▶ _Problem requirements_:
Exactly the lines from the one containing "for the vineyard." through the end of the data below are to be reproduced, and nothing besides them.

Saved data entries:

_ _ _ _ _

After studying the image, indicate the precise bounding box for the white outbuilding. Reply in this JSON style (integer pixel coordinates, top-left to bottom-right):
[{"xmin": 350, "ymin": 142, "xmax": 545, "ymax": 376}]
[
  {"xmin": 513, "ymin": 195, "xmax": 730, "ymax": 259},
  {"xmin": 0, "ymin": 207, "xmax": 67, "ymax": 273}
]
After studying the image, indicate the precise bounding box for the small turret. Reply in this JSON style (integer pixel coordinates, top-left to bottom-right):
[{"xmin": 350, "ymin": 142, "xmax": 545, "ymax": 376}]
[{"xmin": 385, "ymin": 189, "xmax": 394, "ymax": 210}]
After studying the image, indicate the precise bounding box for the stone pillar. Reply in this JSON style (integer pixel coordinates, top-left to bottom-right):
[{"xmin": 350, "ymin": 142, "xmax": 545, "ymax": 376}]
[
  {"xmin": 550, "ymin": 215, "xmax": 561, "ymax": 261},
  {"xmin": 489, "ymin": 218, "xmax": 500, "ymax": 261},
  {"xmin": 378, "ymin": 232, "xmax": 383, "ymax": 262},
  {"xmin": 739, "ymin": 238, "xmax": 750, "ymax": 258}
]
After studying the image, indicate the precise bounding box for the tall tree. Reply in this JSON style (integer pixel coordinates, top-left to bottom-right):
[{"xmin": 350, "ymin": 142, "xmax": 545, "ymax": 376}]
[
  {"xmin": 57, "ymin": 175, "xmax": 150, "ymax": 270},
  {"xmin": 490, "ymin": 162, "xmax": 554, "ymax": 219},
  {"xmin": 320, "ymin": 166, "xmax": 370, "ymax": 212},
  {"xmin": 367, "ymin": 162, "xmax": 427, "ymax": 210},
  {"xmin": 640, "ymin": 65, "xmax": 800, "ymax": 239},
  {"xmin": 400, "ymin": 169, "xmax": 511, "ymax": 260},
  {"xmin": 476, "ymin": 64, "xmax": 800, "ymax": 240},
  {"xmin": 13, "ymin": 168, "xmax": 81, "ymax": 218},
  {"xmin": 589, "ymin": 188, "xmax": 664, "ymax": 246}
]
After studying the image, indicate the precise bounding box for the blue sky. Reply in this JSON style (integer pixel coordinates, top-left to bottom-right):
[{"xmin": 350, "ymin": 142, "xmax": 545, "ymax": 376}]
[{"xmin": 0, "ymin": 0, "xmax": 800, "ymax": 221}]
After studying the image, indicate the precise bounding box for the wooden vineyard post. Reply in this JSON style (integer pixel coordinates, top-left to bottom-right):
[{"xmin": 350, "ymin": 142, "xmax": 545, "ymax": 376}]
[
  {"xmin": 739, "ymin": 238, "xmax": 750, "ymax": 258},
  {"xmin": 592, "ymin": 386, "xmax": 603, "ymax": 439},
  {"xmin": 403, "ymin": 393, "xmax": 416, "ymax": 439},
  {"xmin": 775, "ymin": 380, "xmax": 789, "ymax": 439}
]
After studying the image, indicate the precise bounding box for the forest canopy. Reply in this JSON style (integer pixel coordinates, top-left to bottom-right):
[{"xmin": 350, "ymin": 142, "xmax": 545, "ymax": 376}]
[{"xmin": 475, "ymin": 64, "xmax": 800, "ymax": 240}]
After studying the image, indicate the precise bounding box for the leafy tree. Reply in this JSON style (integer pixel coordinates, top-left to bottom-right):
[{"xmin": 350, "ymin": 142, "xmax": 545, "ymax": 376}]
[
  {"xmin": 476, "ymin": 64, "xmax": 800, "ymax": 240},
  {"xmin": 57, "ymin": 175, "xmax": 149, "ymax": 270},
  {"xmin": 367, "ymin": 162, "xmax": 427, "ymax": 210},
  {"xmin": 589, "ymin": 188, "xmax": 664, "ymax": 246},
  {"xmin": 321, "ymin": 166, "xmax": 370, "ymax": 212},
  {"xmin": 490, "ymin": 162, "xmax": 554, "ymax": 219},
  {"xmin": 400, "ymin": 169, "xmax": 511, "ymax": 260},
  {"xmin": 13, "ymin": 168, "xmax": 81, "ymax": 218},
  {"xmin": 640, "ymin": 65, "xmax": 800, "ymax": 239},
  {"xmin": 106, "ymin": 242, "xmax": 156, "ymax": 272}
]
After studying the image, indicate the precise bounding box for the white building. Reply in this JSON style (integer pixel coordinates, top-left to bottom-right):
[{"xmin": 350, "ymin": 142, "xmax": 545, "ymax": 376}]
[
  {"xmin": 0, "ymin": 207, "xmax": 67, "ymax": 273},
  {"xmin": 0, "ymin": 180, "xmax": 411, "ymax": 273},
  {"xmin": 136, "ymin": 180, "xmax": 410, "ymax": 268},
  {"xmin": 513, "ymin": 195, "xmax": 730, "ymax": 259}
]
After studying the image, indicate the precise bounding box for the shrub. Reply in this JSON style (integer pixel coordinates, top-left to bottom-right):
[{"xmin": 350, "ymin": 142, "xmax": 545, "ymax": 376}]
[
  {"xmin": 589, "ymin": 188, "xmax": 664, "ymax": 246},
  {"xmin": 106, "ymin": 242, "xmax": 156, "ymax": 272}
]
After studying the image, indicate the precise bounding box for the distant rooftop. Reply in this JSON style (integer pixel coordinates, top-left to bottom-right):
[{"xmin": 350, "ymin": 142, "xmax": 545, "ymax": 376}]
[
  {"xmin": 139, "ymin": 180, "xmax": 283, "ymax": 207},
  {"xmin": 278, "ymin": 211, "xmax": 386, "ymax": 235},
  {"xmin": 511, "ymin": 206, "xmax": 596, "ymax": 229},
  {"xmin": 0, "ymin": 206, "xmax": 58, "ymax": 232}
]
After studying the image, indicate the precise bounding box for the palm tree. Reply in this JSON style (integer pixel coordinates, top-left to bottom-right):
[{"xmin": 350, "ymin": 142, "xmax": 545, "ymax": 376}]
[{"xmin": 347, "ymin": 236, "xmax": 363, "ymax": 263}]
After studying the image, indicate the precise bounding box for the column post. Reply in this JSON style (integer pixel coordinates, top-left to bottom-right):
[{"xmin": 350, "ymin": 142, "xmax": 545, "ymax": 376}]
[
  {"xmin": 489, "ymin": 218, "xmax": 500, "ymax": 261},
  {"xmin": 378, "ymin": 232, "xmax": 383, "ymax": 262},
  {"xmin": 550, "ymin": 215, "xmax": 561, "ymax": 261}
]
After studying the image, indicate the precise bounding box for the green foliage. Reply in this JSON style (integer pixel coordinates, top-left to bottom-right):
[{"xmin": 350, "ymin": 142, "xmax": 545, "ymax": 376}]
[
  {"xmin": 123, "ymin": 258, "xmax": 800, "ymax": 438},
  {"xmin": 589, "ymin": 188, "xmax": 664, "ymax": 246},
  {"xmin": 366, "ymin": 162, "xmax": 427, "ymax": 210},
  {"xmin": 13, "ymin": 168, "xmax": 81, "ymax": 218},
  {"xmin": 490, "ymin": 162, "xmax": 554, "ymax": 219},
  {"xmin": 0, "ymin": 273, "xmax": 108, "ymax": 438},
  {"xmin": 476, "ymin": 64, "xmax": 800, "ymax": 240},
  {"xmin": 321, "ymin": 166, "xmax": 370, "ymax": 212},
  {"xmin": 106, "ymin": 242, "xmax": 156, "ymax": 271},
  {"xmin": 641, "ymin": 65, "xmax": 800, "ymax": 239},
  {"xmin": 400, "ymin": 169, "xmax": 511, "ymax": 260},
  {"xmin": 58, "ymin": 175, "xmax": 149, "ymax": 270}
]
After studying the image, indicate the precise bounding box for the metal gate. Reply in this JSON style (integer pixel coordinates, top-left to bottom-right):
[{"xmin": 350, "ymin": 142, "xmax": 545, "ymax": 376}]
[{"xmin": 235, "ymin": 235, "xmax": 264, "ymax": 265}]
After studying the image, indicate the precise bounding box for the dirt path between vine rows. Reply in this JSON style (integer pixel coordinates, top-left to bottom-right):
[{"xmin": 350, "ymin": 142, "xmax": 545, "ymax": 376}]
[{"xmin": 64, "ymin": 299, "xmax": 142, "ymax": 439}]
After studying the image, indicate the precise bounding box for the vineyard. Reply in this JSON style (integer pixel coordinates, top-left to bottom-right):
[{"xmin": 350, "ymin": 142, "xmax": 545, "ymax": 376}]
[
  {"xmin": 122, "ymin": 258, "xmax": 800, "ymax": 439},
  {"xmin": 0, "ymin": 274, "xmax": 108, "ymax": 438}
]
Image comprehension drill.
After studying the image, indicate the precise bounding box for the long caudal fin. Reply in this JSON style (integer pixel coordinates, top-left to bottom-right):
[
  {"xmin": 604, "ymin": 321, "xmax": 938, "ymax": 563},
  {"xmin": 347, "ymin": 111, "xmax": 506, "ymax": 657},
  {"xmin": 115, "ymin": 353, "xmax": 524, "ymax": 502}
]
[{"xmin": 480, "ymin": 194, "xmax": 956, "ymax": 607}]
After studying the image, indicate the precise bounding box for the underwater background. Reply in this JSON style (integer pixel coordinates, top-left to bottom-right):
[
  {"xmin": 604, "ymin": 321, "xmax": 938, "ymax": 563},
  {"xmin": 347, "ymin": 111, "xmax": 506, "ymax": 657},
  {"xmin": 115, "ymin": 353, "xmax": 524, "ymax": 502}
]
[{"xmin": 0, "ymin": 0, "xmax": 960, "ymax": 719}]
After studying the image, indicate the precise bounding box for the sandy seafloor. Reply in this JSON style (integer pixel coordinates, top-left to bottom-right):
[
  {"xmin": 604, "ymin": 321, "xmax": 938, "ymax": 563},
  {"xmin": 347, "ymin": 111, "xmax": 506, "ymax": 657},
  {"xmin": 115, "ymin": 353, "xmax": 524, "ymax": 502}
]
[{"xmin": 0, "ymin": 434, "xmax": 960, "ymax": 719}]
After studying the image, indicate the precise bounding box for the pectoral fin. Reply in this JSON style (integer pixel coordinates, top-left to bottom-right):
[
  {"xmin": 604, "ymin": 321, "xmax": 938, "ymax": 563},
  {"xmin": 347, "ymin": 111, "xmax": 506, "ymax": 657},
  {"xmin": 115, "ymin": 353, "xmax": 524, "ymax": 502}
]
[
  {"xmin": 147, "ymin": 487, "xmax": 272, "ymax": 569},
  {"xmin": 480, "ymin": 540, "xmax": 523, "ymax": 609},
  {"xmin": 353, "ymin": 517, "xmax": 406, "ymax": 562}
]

_ _ _ _ _

▶ _Written solution_:
After studying the image, indicate the precise bounding box for the vineyard. Reply in this JSON style (integer pixel coordinates, top-left to bottom-right):
[{"xmin": 350, "ymin": 142, "xmax": 545, "ymax": 376}]
[
  {"xmin": 122, "ymin": 258, "xmax": 800, "ymax": 439},
  {"xmin": 0, "ymin": 274, "xmax": 108, "ymax": 438}
]
Image comprehension drill.
After studying the image, indicate the precise bounding box for the long caudal fin. Reply in this JSON style (integer pixel coordinates, top-left to bottom-right):
[
  {"xmin": 604, "ymin": 321, "xmax": 938, "ymax": 563},
  {"xmin": 347, "ymin": 111, "xmax": 506, "ymax": 657},
  {"xmin": 115, "ymin": 353, "xmax": 524, "ymax": 502}
]
[{"xmin": 480, "ymin": 194, "xmax": 956, "ymax": 607}]
After studying the image, indicate the precise bounding box for the underwater background. Reply in this JSON style (integer pixel coordinates, top-left to bottom-right):
[
  {"xmin": 604, "ymin": 321, "xmax": 938, "ymax": 563},
  {"xmin": 347, "ymin": 111, "xmax": 506, "ymax": 657},
  {"xmin": 115, "ymin": 353, "xmax": 524, "ymax": 502}
]
[{"xmin": 0, "ymin": 0, "xmax": 960, "ymax": 719}]
After studying the image, indicate the precise bounding box for the sandy seafloor. Reply in this JSON style (integer pixel coordinates, top-left to bottom-right):
[
  {"xmin": 604, "ymin": 321, "xmax": 938, "ymax": 563},
  {"xmin": 347, "ymin": 111, "xmax": 506, "ymax": 657},
  {"xmin": 115, "ymin": 353, "xmax": 524, "ymax": 502}
]
[{"xmin": 0, "ymin": 434, "xmax": 960, "ymax": 719}]
After studying the image, indicate the precise bounding box for the pectoral fin. Reply in this JSON style (integer pixel coordinates, top-left to bottom-right):
[
  {"xmin": 604, "ymin": 321, "xmax": 938, "ymax": 563},
  {"xmin": 347, "ymin": 111, "xmax": 506, "ymax": 657},
  {"xmin": 115, "ymin": 353, "xmax": 524, "ymax": 502}
]
[
  {"xmin": 147, "ymin": 487, "xmax": 272, "ymax": 569},
  {"xmin": 480, "ymin": 540, "xmax": 523, "ymax": 609},
  {"xmin": 353, "ymin": 517, "xmax": 406, "ymax": 562}
]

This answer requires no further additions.